TASKS FOR THIS EXERCISE:
• a. Decide whether each statement below agrees with the page on highly available Pulp that comes next. Answer yes or no for each one, and quote the exact words from the page that settle it. (i) Pulp stops working if Redis fails. (ii) High availability deployments need a clustered PostgreSQL. (iii) NFS is named as one possible storage backend.
• b. Extend the page on highly available Pulp below by writing the text that follows its final sentence.

DOCUMENT EXCERPT:
Highly Available Pulp¶
Pulp’s architecture is designed to offer scalability and high availability. You can scale Pulp’s architecture in whatever way suits your needs.
With Pulp, the more you increase your availability, you also increase your capability. The more Pulpcore API
replicas you deploy, the more API requests you can serve. The more Pulpcore content
replicas you deploy, the more binary data requests you can serve. The more Pulpcore workers
you start, the higher the tasking (syncing, publishing) throughput you deployment can handle.
You are free to, for example, deploy all of the components onto separate nodes, deploy multiple Pulpcore API
, content
serving application, Pulpcore worker
services on a single node, as long as they can communicate with one another, there are no limits.
Pre-requisites¶
Any service which Pulp Operator does not deploy in a highly available deployment, is an external service. The following services are considered external:
- Database
- Cache
- Shared/Object storage
Database¶
For high availability deployments, you will need to configure a clustered PostgreSQL. There are very good operators to deploy a clustered PostgreSQL and cloud databases (like AWS RDS). After deploying the database follow the steps from Configuring Pulp Operator to use an external PostgreSQL installation to set Pulp CR with it.
Cache¶
Redis helps to increase the speed at which the content app caches information about requests. This cache makes answering subsequent content-app requests easier. However, it’s optional, you are free not to use it. If it fails, Pulp will continue to work. After deploying a clustered Redis follow the steps from Configuring Pulp Operator to use an external Redis installation to set Pulp CR with it.
Storage Backend¶
Pulp requires a storage backend, such as a filesystem like NFS, Samba or cloud storage, to read and write data that is then shared between Pulpcore processes. Follow the steps from Pulp Operator storage configuration to configure Pulp CR with the storage backend.
Scaling Pulpcore Pods¶
It is possible to modify the number of Pulpcore API
, content
, and worker
Pod replicas to, for example, spread the load among different Pods or avoid disruption in case of a Pod failure.

DATA ENTRIES:
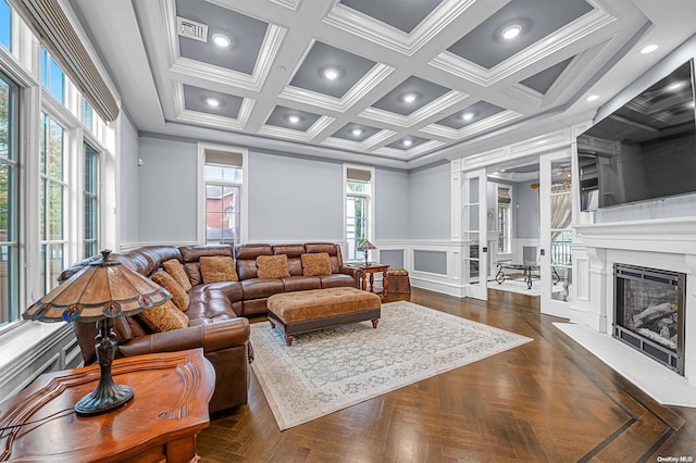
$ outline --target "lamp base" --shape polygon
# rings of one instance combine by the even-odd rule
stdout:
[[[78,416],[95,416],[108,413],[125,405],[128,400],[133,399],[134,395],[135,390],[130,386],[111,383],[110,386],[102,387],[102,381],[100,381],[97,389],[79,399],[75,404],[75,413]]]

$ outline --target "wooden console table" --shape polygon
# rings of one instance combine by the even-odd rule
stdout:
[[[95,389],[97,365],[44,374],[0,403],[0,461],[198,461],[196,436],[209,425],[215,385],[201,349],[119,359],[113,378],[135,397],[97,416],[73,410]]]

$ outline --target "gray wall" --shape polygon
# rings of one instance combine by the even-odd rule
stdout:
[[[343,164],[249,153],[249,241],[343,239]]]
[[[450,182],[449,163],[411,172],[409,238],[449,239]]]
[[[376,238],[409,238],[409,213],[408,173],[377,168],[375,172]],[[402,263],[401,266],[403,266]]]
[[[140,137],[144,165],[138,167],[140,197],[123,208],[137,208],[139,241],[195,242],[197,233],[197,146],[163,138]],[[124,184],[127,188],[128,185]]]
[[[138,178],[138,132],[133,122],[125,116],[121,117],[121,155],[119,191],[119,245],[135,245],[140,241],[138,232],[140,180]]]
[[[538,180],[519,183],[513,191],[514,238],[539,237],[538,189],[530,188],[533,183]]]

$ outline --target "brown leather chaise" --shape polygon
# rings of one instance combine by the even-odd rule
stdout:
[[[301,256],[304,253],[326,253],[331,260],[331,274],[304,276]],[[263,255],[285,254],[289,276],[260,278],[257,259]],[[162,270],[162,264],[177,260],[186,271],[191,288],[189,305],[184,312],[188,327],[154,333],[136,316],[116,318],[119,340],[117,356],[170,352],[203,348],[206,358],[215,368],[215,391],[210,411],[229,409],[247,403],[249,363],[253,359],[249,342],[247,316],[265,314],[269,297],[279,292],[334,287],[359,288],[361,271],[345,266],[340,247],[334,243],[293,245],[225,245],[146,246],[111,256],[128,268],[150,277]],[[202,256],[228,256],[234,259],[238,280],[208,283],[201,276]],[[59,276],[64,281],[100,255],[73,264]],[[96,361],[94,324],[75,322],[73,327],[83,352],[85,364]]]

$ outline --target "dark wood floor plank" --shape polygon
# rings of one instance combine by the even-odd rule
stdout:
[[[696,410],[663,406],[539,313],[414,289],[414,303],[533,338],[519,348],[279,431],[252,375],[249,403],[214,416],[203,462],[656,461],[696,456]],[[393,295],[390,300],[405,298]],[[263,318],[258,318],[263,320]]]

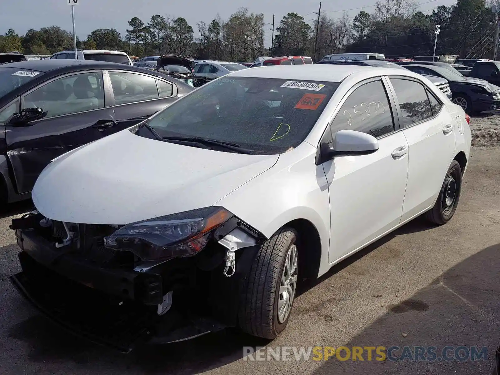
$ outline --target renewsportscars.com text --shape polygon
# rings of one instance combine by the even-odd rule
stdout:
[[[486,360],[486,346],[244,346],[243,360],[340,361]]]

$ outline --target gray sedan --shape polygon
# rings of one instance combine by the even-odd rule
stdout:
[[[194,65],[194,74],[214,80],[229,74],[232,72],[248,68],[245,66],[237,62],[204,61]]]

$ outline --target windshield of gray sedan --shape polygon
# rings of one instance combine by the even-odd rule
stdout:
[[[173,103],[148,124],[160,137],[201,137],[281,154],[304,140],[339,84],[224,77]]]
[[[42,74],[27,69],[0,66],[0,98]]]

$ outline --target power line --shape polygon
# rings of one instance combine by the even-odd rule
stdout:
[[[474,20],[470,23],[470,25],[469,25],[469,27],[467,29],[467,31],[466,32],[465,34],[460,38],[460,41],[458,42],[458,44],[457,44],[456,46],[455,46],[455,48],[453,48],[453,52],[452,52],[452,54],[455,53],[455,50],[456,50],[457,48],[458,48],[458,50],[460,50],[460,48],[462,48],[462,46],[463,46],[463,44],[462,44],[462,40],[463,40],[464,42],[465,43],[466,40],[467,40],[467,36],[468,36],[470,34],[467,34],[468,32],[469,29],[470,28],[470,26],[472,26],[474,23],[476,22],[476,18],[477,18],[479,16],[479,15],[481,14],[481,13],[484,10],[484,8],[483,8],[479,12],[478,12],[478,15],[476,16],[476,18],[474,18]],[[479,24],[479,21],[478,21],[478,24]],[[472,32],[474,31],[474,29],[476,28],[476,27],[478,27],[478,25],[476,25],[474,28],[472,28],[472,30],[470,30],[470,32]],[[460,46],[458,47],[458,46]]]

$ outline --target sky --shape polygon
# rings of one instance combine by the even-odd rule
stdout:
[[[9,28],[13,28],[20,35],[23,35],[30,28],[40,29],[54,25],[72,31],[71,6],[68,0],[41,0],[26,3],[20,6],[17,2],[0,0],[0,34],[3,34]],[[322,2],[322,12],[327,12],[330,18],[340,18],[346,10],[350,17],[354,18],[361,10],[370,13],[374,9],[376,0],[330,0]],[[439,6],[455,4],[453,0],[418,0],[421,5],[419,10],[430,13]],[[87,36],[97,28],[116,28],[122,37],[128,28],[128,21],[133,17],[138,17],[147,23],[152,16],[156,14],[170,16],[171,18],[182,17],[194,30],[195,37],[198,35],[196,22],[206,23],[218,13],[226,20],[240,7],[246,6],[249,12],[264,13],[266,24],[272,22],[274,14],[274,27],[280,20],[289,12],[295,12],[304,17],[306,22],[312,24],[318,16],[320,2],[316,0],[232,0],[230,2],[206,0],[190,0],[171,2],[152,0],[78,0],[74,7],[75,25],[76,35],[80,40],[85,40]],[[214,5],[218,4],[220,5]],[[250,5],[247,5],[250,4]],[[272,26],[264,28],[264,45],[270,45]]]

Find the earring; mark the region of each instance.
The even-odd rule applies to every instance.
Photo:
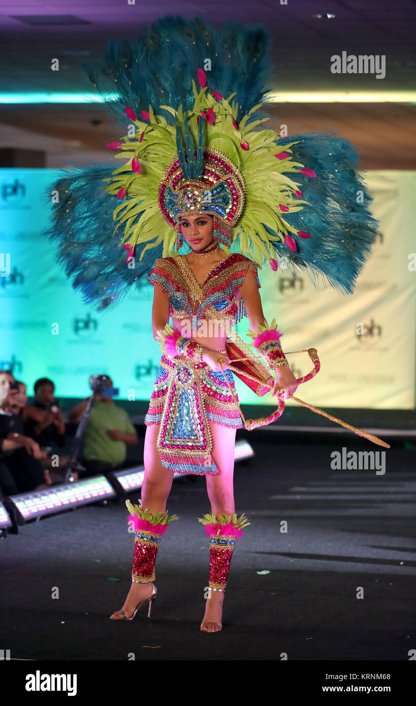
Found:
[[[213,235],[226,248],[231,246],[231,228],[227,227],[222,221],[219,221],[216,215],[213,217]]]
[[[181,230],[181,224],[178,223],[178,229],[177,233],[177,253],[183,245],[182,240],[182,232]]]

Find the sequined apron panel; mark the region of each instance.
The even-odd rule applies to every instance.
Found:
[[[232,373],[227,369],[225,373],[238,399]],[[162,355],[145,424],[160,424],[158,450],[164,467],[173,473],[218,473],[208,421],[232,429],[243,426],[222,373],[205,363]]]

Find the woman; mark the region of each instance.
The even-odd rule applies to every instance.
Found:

==

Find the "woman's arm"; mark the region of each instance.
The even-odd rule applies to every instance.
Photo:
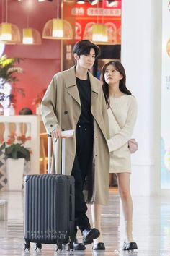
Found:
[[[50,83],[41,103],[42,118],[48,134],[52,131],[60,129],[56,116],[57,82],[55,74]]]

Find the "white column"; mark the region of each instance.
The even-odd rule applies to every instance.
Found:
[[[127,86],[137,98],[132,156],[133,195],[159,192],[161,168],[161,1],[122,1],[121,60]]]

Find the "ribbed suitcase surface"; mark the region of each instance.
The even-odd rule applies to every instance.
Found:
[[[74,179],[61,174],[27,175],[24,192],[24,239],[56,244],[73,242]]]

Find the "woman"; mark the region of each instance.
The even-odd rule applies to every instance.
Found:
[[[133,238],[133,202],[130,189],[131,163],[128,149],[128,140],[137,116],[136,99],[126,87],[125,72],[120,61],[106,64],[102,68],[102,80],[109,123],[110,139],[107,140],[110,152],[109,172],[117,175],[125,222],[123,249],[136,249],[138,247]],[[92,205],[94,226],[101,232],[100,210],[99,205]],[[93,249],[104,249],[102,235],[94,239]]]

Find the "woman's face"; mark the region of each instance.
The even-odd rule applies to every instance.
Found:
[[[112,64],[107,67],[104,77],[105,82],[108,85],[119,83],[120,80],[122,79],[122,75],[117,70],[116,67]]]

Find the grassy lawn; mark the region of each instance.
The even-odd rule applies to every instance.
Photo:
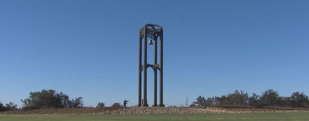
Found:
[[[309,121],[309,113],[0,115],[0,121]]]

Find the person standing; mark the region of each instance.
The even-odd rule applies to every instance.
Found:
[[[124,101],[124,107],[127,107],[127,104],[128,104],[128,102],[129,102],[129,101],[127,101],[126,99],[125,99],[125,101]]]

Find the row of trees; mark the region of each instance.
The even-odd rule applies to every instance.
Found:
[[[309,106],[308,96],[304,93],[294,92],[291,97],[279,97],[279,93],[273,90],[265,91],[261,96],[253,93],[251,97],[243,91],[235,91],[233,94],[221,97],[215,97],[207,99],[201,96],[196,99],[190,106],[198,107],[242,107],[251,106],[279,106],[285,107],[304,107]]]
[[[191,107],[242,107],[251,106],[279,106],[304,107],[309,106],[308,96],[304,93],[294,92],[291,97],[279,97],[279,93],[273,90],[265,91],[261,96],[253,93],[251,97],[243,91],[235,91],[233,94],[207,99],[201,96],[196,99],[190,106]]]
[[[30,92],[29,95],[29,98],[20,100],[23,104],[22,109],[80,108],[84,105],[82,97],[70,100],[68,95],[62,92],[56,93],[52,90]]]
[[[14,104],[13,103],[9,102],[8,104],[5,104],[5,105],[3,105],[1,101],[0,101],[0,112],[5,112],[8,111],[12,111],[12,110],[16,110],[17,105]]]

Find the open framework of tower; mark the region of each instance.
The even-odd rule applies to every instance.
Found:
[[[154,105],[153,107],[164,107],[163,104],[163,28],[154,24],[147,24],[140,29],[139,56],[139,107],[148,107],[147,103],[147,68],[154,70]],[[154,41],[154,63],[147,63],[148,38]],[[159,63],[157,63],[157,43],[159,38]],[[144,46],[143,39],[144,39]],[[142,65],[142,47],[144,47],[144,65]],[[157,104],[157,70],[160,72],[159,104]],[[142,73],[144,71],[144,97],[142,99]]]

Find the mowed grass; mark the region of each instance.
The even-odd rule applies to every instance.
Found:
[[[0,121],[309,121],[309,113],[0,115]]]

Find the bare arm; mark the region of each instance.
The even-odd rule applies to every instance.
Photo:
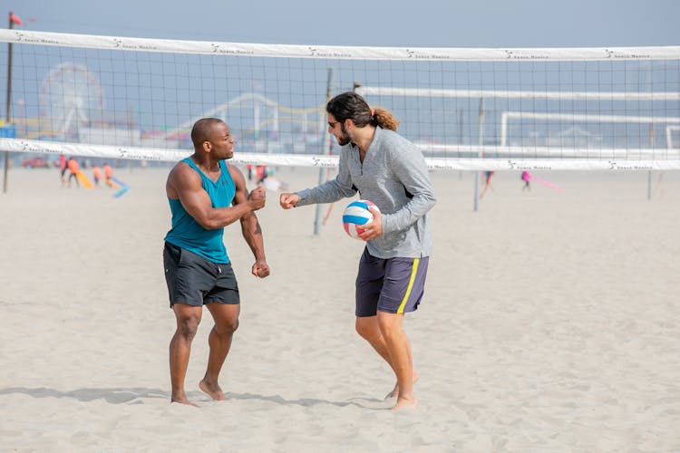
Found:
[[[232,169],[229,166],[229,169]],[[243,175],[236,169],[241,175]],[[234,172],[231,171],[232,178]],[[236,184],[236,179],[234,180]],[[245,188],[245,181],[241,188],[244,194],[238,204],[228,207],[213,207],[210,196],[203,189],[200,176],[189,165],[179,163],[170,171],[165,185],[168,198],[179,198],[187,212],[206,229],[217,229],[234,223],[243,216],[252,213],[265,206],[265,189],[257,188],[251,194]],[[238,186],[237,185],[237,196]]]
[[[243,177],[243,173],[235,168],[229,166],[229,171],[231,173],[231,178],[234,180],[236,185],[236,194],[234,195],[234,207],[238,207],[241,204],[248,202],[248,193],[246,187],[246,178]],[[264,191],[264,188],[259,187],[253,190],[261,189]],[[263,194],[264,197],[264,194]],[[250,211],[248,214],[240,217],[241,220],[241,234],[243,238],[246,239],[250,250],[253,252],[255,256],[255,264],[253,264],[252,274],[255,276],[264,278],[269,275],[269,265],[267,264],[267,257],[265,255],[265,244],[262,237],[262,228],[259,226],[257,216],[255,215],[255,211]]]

PER-TASK OUTPUTS:
• a.
(i) No: "If it fails, Pulp will continue to work."
(ii) Yes: "For high availability deployments, you will need to configure a clustered PostgreSQL."
(iii) Yes: "such as a filesystem like NFS, Samba or cloud storage"

• b.
To change the number of replicas of each component, update the .spec.<component>.replicas
field(s) from Pulp CR:
spec:
api:
replicas: 3
content:
replicas: 3
worker:
replicas: 3
Affinity Rules¶
Pulp Operator can define a group of affinity scheduling rules. With affinity rules it is possible to set constrains like in which node a pod should run (like in nodeSelectors
) or inter pod affinity/anti-affinity to define if Pods should/should not run in the same node that another Pod with a defined label is running.
To configure an affinity rule, update the spec.<component>.affinity
field(s) from Pulp CR. In the following example we are configuring Pulp Operator to avoid deploying the same Pulpcore
component in nodes that have different values of topology.kubernetes.io/zone
label (pulp-api-1
would run in a node with label topology.kubernetes.io/zone: us-east-1a
, pulp-api-2
in topology.kubernetes.io/zone: us-east-1b
, and pulp-api-3
in topology.kubernetes.io/zone: us-east-1c
):
spec:
api:
affinity:
podAntiAffinity:
preferredDuringSchedulingIgnoredDuringExecution:
- weight: 100
podAffinityTerm:
labelSelector:
matchExpressions:
- key: app.kubernetes.io/component
operator: In
values:
- api
topologyKey: topology.kubernetes.io/zone
content:
affinity:
podAntiAffinity:
preferredDuringSchedulingIgnoredDuringExecution:
- weight: 100
podAffinityTerm:
labelSelector:
matchExpressions:
- key: app.kubernetes.io/component
operator: In
values:
- content
topologyKey: topology.kubernetes.io/zone
worker:
affinity:
podAntiAffinity:
preferredDuringSchedulingIgnoredDuringExecution:
- weight: 100
podAffinityTerm:
labelSelector:
matchExpressions:
- key: app.kubernetes.io/component
operator: In
values:
- worker
topologyKey: topology.kubernetes.io/zone
Note
The topologyKey
should match the labels from the nodes in which the pods should be co-located(affinity) or not co-located(anti-affinity).
- Check the official k8s documentation for more information about kubernetes affinity rules: https://kubernetes.io/docs/concepts/scheduling-eviction/assign-pod-node.
- For more information on how to configure affinity rules in Pulp Operator check: https://docs.pulpproject.org/pulp_operator/configuring/podPlacement/
PDB (Pod Disruption Budget)¶
"Kubernetes offers features to help you run highly available applications even when you introduce frequent voluntary disruptions. As an application owner, you can create a PodDisruptionBudget (PDB) for each application. A PDB limits the number of Pods of a replicated application that are down simultaneously from voluntary disruptions." #pod-disruption-budgets
Suppose that you are in the middle of a critical task (repo sync, upgrade, migration, etc) and you don’t want it to be interrupted, meaning, no running API
or content
pod should be deleted even if a cluster admin tries to put a node in maintenance mode or drain the node. For this we can use PDB:
spec:
api:
replicas: 3
pdb:
minAvailable: 3
content:
replicas: 3
pdb:
maxUnavailable: 0
worker:
replicas: 2
minAvailable: 1
Note
You don't need to specify the PDB
pod label selector, the operator will add it automatically based on the spec.{api,worker,content}
field.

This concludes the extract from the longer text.